WHAT NEEDS TO BE DONE:
The entries below should be transcribed exactly, every one of them.

GIVEN RECORDS:
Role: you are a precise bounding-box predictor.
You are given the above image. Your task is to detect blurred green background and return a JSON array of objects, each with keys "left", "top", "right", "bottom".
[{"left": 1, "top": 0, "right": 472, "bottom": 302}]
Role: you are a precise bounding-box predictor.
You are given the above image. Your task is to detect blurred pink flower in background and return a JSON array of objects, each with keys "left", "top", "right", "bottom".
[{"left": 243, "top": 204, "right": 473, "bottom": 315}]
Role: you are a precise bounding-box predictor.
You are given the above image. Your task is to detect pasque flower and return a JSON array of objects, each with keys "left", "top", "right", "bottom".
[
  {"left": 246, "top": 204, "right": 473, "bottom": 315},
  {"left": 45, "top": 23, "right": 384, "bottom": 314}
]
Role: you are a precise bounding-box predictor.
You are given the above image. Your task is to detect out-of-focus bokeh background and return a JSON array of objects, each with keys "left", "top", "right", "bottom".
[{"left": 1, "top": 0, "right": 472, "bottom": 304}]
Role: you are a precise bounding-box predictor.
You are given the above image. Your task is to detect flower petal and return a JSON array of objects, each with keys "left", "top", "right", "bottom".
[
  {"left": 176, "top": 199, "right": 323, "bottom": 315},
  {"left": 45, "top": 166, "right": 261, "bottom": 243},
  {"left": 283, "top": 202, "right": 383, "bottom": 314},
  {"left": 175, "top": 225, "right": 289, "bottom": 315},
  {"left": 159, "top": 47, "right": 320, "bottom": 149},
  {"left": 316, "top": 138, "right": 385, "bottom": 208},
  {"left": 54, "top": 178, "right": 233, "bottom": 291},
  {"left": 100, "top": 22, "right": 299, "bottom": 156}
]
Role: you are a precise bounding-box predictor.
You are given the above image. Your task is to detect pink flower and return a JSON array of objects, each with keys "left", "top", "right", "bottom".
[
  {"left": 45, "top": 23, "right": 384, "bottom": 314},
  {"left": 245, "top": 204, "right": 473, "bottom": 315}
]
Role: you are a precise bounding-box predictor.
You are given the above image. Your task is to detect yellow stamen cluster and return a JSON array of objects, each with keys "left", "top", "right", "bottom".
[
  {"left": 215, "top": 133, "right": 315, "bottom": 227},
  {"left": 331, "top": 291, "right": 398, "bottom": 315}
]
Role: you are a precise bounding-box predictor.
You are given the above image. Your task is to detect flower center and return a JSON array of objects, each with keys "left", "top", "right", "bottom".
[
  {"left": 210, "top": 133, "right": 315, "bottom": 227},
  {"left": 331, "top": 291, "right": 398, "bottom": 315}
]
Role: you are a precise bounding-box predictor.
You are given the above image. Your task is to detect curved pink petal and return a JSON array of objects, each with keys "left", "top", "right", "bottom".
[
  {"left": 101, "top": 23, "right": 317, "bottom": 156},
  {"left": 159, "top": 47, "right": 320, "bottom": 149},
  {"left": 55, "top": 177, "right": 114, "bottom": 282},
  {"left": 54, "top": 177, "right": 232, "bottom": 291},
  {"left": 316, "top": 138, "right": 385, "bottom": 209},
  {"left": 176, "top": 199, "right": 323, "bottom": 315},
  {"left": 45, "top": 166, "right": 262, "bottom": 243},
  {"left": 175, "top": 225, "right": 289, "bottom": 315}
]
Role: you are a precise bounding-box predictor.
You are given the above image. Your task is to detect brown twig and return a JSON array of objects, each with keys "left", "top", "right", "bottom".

SOLUTION TO THIS PROBLEM:
Role: you are a precise bounding-box predictor.
You are given the above image. Your task is to detect blurred green background and return a JSON array of objects, each with keys "left", "top", "right", "bottom".
[{"left": 1, "top": 0, "right": 472, "bottom": 302}]
Role: you are a precise bounding-box predictor.
You are given the above image. Your task is to detect blurred pink flower in background and return a JSON array of objects, each with keys "left", "top", "right", "bottom".
[{"left": 243, "top": 204, "right": 473, "bottom": 315}]
Role: you are a precise bounding-box predictor.
You are given the above image. Your task is to detect pasque flower and return a JSON array of objects, each with keys "left", "top", "right", "bottom".
[
  {"left": 246, "top": 204, "right": 473, "bottom": 315},
  {"left": 45, "top": 23, "right": 384, "bottom": 314}
]
Role: you are a precise bounding-box predictor.
You are given the above image. Your task is to detect out-of-focus bokeh background and return a JSON array of objects, each with keys "left", "top", "right", "bottom".
[{"left": 1, "top": 0, "right": 472, "bottom": 304}]
Role: you are a precise bounding-box predictor.
You are given the above image. Your task is to detect flower petal and return a JSON array of objects, each with keys "left", "top", "right", "bottom".
[
  {"left": 176, "top": 199, "right": 323, "bottom": 315},
  {"left": 45, "top": 166, "right": 261, "bottom": 243},
  {"left": 283, "top": 202, "right": 383, "bottom": 314},
  {"left": 175, "top": 225, "right": 289, "bottom": 315},
  {"left": 159, "top": 47, "right": 320, "bottom": 149},
  {"left": 316, "top": 138, "right": 385, "bottom": 208},
  {"left": 54, "top": 178, "right": 233, "bottom": 291},
  {"left": 100, "top": 22, "right": 299, "bottom": 156}
]
Role: you are a precise bounding-box predictor.
You are given the above image. Your task is to detect pink flower and return a JSON array of objects, each with keys "left", "top", "right", "bottom".
[
  {"left": 45, "top": 23, "right": 384, "bottom": 314},
  {"left": 245, "top": 204, "right": 473, "bottom": 315}
]
Role: you are a precise bounding-box predictor.
You are given the above image. Your task is to detect yellow stamen cluster and return a JSON array of objects, each with keys "left", "top", "right", "bottom".
[
  {"left": 215, "top": 133, "right": 315, "bottom": 227},
  {"left": 331, "top": 291, "right": 398, "bottom": 315}
]
Role: you are a precise bounding-box predictor.
You are given the above image. Your task is to detect flower center and return a JSON array of objects, each with keys "left", "top", "right", "bottom".
[
  {"left": 210, "top": 133, "right": 315, "bottom": 227},
  {"left": 331, "top": 291, "right": 398, "bottom": 315}
]
Role: you are a precise bounding-box predictor.
You are given the above image. Your task is to detect curved pink petal and return a JSON array of objects, each with keys "left", "top", "right", "bottom".
[
  {"left": 101, "top": 23, "right": 317, "bottom": 156},
  {"left": 159, "top": 47, "right": 320, "bottom": 149},
  {"left": 55, "top": 177, "right": 114, "bottom": 282},
  {"left": 54, "top": 177, "right": 232, "bottom": 291},
  {"left": 316, "top": 138, "right": 385, "bottom": 209},
  {"left": 176, "top": 199, "right": 323, "bottom": 315},
  {"left": 45, "top": 166, "right": 262, "bottom": 243},
  {"left": 175, "top": 225, "right": 289, "bottom": 315}
]
Role: you are a precise bounding-box predictor.
You are given the above image. Your task is to detect brown twig and return a JSON array of objects, each with keys "left", "top", "right", "bottom".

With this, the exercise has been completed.